=== 提示テキスト ===

JR「大阪駅(うめきたエリア)」が3月18日開業!近未来的な駅の全貌が明らかに。

2023.03.06

小森一、河端邦彦

JR大阪駅の新たな地下乗り場「うめきたエリア」が、3月18日に開業する。グラングリーン大阪という国際都市の玄関口となる、近未来的な駅とは一体どういったものだろうか。同駅に導入された世界初の設備とその技術進化について、JR西日本の担当者が語ってくれた。 2023年春、JR大阪駅の北西エリアは大きな変貌を遂げる。2月にこれまで地上を通っていた梅田貨物線は地下化し、3月18日にはいよいよ「うめきたエリア」が開業。その改札口は、大阪駅の西側に新たに開設された西口と改札内地下通路で結ばれることになる。地下ホームにはこれまで大阪駅に乗り入れがなかった関空特急「はるか」や和歌山方面行き特急「くろしお」が停車し、関西国際空港から直結できるようになり、関西国際空港から大阪駅までの所要時間もこれまでの約67分から約47分に短縮され、利便性が格段に向上する。新駅は、JR西日本がイノベーションの実験場『JR WEST LABO』の中心と位置づけていることから、最新の設備と技術を備えた近未来的な駅の様相になるという。まず目を奪われるのが新駅に導入されるインタラクティブ空間だ。

=== データ内容 ===

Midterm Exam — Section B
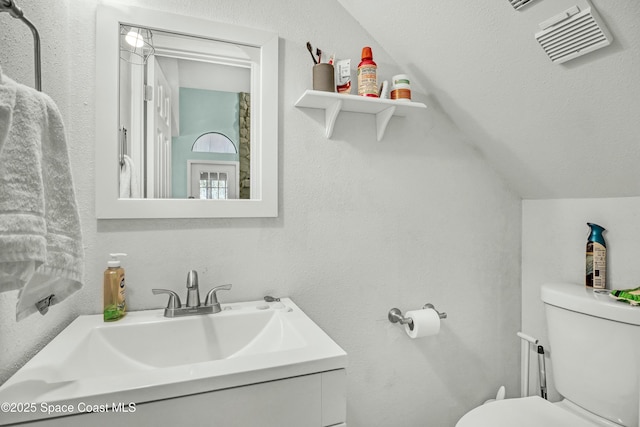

===

> 取り組む課題
うめきたエリア開業の記事によれば、新駅が最新の設備と技術を備えた近未来的な駅になるのはなぜか。記事が挙げる理由を一、二文で説明してください。

> 記述回答
JR西日本が新駅を、イノベーションの実験場『JR WEST LABO』の中心と位置づけているからである。